> [To-do list]:
- a) In the excerpt on Mussolini's wartime campaigns, condense the paragraph beginning "Mussolini was very unsure of what date to invade" into a short bulleted list that keeps its main facts.
- b) Extend the excerpt on Mussolini's wartime campaigns by writing what comes next, starting after its final sentence about the three divisions sent to the Eastern front.

Mussolini was very unsure of what date to invade, as he changed his mind many times, even five times in one segment of fifteen minutes. Eventually he decided on 28 October, the anniversary of the March on Rome, though staff headquarters was not aware until they heard the date on London radio. In about two weeks, the Italian army was already retreating back into Albania, for conditions at this time of year were very detrimental to mountain warfare and general organization problems continued throughout the military. Franco of the recently victorious Fascist side in the Spanish Civil War was pondering entrance into World War II, but Italy's failure in Greece put him off of the idea. Hitler then came in to rescue Mussolini's troops, gaining him the upper hand in all politics and military operations for the rest of the war.

Soviet Union 

Mussolini was actually in the middle of negotiating a commercial treaty with the Soviet Union when Hitler invaded his former ally in fighting Poland 22 June 1941. However, Mussolini was taken once again by Hitler's promise of quick victory and would eventually send a total of 200,000 troops to the Eastern front, initially organized as the Italian Expeditionary Corps in Russia. To begin with, three divisions were sent, though only one division was at all motorized, but that division had no tanks.

> [Material provided]:
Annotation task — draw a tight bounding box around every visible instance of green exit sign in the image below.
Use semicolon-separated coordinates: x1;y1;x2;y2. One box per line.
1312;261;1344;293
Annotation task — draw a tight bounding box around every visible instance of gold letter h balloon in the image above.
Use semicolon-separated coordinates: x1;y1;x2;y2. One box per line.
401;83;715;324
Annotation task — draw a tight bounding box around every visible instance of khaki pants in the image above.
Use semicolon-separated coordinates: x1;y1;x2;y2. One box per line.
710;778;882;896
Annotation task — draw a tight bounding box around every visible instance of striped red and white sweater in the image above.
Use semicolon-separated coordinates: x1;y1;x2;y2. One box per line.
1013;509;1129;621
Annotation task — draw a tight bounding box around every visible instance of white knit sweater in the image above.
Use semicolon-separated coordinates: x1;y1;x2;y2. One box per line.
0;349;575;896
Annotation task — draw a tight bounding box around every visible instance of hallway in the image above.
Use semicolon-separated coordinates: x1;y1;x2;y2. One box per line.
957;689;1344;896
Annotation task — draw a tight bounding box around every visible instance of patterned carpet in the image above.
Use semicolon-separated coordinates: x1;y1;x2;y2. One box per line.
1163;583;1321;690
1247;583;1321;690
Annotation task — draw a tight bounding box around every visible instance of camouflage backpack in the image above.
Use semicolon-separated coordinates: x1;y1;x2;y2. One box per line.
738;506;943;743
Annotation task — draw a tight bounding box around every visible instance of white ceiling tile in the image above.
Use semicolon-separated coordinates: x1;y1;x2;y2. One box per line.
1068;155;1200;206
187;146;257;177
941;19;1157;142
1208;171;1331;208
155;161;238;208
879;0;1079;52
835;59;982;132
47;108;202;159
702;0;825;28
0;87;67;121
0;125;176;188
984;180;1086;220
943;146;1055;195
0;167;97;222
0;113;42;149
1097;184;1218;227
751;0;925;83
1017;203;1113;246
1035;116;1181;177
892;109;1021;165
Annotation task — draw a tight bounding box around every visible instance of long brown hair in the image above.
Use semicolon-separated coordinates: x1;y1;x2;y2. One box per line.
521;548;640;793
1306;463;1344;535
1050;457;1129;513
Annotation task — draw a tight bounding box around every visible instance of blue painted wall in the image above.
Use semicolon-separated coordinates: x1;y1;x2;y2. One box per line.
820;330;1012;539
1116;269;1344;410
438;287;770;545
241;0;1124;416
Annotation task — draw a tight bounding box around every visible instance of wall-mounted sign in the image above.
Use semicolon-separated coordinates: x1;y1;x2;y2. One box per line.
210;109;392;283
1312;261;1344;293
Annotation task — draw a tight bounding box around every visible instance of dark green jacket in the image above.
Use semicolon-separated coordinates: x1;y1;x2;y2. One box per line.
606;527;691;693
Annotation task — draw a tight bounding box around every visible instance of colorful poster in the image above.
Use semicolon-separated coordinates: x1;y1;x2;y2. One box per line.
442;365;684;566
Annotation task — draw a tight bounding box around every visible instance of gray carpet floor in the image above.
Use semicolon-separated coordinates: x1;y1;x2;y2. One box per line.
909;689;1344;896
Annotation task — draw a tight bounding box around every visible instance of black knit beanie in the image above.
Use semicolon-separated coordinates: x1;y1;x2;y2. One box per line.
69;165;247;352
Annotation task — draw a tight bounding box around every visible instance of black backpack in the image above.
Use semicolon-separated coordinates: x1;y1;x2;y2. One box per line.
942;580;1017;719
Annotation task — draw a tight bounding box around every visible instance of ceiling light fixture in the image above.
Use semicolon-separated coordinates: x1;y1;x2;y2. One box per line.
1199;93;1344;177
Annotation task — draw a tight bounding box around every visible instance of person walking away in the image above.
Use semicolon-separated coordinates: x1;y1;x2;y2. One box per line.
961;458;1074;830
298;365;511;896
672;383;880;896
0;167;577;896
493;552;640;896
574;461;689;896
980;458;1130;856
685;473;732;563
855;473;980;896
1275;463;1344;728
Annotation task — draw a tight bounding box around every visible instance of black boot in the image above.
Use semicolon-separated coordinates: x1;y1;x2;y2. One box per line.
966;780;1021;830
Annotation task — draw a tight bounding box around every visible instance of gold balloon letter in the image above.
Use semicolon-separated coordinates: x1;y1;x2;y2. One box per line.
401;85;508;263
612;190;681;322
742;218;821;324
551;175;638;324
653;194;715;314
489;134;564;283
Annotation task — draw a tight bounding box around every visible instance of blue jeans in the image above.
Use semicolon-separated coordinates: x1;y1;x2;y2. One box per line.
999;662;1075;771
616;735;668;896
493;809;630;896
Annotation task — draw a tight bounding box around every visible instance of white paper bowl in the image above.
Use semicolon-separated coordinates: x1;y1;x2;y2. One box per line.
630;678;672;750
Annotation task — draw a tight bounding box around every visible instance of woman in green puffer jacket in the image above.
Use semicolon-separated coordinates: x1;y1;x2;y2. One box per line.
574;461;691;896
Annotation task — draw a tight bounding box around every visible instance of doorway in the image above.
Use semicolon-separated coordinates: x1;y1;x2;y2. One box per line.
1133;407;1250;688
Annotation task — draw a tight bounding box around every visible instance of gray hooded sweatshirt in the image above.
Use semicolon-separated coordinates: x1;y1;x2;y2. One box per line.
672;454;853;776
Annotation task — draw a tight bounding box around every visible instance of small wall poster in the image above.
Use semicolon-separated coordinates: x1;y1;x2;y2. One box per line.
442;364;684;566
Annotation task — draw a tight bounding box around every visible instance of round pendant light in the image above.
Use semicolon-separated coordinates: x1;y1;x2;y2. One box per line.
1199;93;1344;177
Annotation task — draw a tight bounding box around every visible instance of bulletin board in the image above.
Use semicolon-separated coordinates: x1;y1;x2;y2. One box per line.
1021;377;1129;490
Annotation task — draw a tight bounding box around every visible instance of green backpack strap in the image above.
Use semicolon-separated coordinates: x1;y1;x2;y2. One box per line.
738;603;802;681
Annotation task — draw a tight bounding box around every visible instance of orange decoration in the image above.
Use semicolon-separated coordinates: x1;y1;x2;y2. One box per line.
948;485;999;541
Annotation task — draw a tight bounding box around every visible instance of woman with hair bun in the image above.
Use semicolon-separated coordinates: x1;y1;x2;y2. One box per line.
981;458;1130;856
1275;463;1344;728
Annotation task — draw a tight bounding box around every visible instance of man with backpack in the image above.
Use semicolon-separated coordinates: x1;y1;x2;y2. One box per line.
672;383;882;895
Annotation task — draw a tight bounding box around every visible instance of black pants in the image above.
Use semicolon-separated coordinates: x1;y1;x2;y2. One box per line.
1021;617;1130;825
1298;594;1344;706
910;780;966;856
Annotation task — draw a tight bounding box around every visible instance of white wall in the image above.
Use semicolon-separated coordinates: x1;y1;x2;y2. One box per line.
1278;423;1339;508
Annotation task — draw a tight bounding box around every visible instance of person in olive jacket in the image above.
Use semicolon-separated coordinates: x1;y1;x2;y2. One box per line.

> [Responses to the tasks]:
- a)
- Mussolini changed his mind repeatedly about the invasion date, once five times in fifteen minutes.
- He chose 28 October, the anniversary of the March on Rome. Staff headquarters learned the date only from London radio.
- Within about two weeks the Italian army was retreating into Albania, hurt by poor seasonal conditions for mountain warfare and ongoing organizational problems.
- Italy's failure in Greece discouraged Franco from entering World War II.
- Hitler rescued Mussolini's troops and gained the upper hand in politics and military operations for the rest of the war.

- b)
After some large initial losses in the "Celere" Division, Mussolini sent four new infantry divisions and three Alpini (alpine) divisions to the Soviet Union to officially make his forces an army in July 1942 (Italian Army in Russia). But instead of being deployed in the Caucasus Mountains as expected, the Italian units were tasked with holding the front in the Don river plains. As a result of this disastrous strategic decision, the Alpine troops armed, trained and equipped for mountain warfare and the under strength Italian infantry divisions were pitted against tanks and mechanized infantry, to counter which they were neither equipped nor trained. The Soviet offensive Operation Little Saturn wiped out the majority of the Italian troops, with only the 2nd "Tridentina" Alpine division escaping annihilation. By the end of February 1943, the few remaining Italian troops were being withdrawn, a huge blow to public opinion of the Fascist government in Italy. The remnants of the Italian Army in Russia was still in Italy at the time of the Italian Armistice in September 1943 that led to it being officially disbanded.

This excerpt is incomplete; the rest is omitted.